## Provided data
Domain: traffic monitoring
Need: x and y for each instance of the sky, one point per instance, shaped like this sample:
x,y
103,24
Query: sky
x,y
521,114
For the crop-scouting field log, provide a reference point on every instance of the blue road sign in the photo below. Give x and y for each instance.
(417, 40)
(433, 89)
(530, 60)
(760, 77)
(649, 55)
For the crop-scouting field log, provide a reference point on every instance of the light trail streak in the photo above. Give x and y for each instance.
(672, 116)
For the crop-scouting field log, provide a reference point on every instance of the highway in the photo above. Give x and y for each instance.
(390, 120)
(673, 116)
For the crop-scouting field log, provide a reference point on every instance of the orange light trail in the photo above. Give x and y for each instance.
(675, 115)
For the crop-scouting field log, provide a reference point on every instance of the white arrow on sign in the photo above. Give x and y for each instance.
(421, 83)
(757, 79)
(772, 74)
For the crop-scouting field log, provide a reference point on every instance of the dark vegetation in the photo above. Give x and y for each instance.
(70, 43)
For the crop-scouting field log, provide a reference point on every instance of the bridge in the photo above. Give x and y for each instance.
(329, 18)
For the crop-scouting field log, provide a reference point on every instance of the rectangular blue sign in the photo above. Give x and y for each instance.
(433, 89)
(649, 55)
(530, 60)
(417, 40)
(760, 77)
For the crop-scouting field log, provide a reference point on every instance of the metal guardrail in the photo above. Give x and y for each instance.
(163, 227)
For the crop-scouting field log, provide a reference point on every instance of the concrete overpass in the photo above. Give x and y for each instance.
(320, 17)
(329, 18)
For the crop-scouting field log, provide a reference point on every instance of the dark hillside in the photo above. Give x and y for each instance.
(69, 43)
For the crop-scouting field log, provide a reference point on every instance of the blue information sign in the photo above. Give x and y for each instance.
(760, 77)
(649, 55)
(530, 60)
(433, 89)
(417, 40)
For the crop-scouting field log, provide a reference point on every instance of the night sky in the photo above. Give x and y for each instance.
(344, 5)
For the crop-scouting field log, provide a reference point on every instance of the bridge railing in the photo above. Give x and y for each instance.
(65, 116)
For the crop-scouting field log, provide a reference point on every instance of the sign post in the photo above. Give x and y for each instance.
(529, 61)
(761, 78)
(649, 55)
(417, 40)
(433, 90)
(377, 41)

## What the task requires
Retype every line of the data, keeping each one exactly as it is.

## Result below
Domain: traffic monitoring
Need: x and y for each instance of the sky, one point per instance, shaped like this sample:
x,y
103,24
Query: sky
x,y
521,114
For the crop-scouting field log, provide a reference point on every instance of the blue road sign in the photo below. Give x and y for each instance.
(417, 40)
(433, 89)
(530, 60)
(760, 77)
(649, 55)
For the crop-scouting field log, provide a reference point on every instance of the light trail streak in the photo above. Give x and y for each instance.
(672, 116)
For the crop-scouting field log, provide a reference point on every instance of the highway in the photo above. Give x and y for each instance.
(390, 120)
(673, 116)
For the crop-scouting field log, provide a reference point on every instance of the orange light trail in the photo above. Give x and y for each instance.
(675, 115)
For the crop-scouting field log, provide a reference point on every instance of the white arrow on sign in the photo above. Give x and y for each instance.
(421, 83)
(757, 79)
(772, 74)
For the crop-scouting field log, provide a reference point on every instance of the dark vegetation in the photo above. Give x and y for each instance.
(70, 43)
For the crop-scouting field log, provide a reference point on every instance of the bridge in the photo above. Give x and y for each instance.
(329, 18)
For the crop-scouting field log, provide a reference point on every instance of the rectangular blue sign in the photo above. Give x and y for each instance.
(433, 89)
(649, 55)
(530, 60)
(417, 40)
(760, 77)
For the crop-scouting field log, provide a reference point on every instance of the metal guardrail in the photo above. Give x and y for each instance.
(163, 227)
For the crop-scouting field log, provide a reference point on every instance of the concrete overpass in the photo above. Give x and y for each instance.
(320, 17)
(329, 18)
For the crop-scouting field log, provide a reference point on every instance of the dark hillside in the photo above. Give x and y for each instance.
(69, 43)
For the crop-scouting field log, provide a reference point on every instance of the blue information sign in the photo above. Give x and y for each instance.
(760, 77)
(649, 55)
(530, 60)
(433, 89)
(417, 40)
For the crop-scouting field log, provide a reference point on every instance of the night sky in the photo above. Give x and y for each instance.
(344, 5)
For the crop-scouting field log, provide a reference point on every instance of the bridge railing in the photo above. Give x and y for each instance.
(65, 116)
For the crop-scouting field log, provide a reference point on every instance of the sign post in the photo above. Give x and y for each instance.
(529, 61)
(761, 78)
(649, 55)
(417, 40)
(433, 90)
(377, 41)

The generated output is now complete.